Point annotation dataset records:
==================================================
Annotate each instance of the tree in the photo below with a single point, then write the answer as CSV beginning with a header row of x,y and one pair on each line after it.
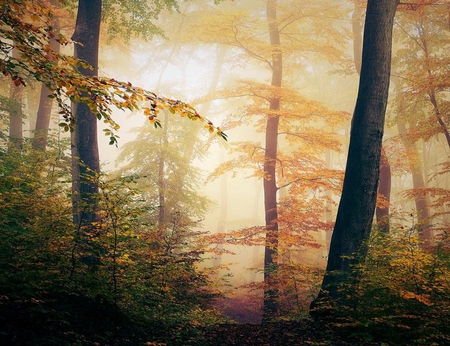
x,y
44,112
357,205
86,166
270,158
24,28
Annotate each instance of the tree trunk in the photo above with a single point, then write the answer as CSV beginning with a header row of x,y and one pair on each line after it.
x,y
384,194
87,163
45,103
357,205
384,189
270,184
420,199
15,113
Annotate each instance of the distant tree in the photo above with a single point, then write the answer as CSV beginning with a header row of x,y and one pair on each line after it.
x,y
16,113
358,201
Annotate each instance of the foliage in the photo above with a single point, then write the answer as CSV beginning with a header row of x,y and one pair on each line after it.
x,y
403,294
24,28
122,281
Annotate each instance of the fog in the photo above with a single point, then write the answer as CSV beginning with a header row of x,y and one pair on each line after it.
x,y
183,67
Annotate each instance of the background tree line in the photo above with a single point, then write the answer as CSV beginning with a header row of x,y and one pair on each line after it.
x,y
131,245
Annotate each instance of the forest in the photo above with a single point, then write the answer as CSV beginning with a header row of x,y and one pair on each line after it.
x,y
224,172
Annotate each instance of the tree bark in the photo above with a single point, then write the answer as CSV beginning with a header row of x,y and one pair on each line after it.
x,y
270,184
44,112
420,199
15,113
384,194
357,205
384,189
86,157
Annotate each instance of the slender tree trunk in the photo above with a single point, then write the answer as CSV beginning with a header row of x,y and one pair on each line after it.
x,y
45,103
357,205
384,194
270,183
15,114
420,199
86,157
162,173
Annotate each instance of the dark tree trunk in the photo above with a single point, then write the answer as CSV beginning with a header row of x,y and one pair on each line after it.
x,y
87,163
357,205
270,184
384,189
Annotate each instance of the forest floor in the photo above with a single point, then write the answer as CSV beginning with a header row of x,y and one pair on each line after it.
==================================================
## PROBLEM DETAILS
Please update the material above, replacing "single point" with "single marker" everywhere and changing nothing else. Leave the pictures out of your answer.

## RESULT BELOW
Annotate each instance of the tree in the photo below with a single marker, then write the answer as CSV beginning with a header row of x,y and one pair on each line after it.
x,y
44,112
357,205
86,166
270,158
24,28
Annotate each instance of the tree trunk in the photo above with a single marker, then write the answer as CSV beginning with a header row of x,y and one pair on each line after it.
x,y
384,194
87,163
45,103
357,205
384,189
270,184
420,199
15,113
Annotate each instance of the distant tree in the photo above with a single marker, then write the answer as CSV beginning with a header row of x,y and one pair on each line after it.
x,y
16,113
358,201
Annotate each instance of the foliage in the photo above with a single marker, then write the answer as CSV beginning with a header row of x,y and one pair on each line after it.
x,y
403,294
24,28
122,281
Annotate each instance of the fog in the photo above with a single marker, then write the answer as CSV beginning with a header row of x,y and one pair on each line after it.
x,y
183,67
Annotate each instance of the background tree line in the photo above with a single marker, then write the answer as CSV beginning with a header row of x,y and one pair on each line after it.
x,y
131,245
Annotate each instance of the forest in the photo above with a single marker, then write the answer as CSV beginning with a header row of x,y and one pair on each line after it.
x,y
224,172
Annotate each instance of the tree bark in the photo above with a single marker, then write the answer as CSV beginning with a header row of x,y and one pair on each line after it.
x,y
270,184
44,112
420,199
15,113
384,194
357,205
384,189
86,157
Annotate each instance of the slender tree trunk in the photo above with a single marker, then write the answer as CSV beginning with a header row of x,y and one pair on each line after it.
x,y
45,103
357,205
384,194
270,183
15,114
420,199
86,157
162,173
Annotate each instance of the dark tree trunk in the photo above with a single marker, then write the answer as CSV beginning with a header row of x,y and one pair on each line after it.
x,y
87,163
357,205
270,184
384,189
Annotate each instance of the forest floor in the photo above with a single marker, then write the answer as CSV beginning with a header row of x,y and one pair on each line after it.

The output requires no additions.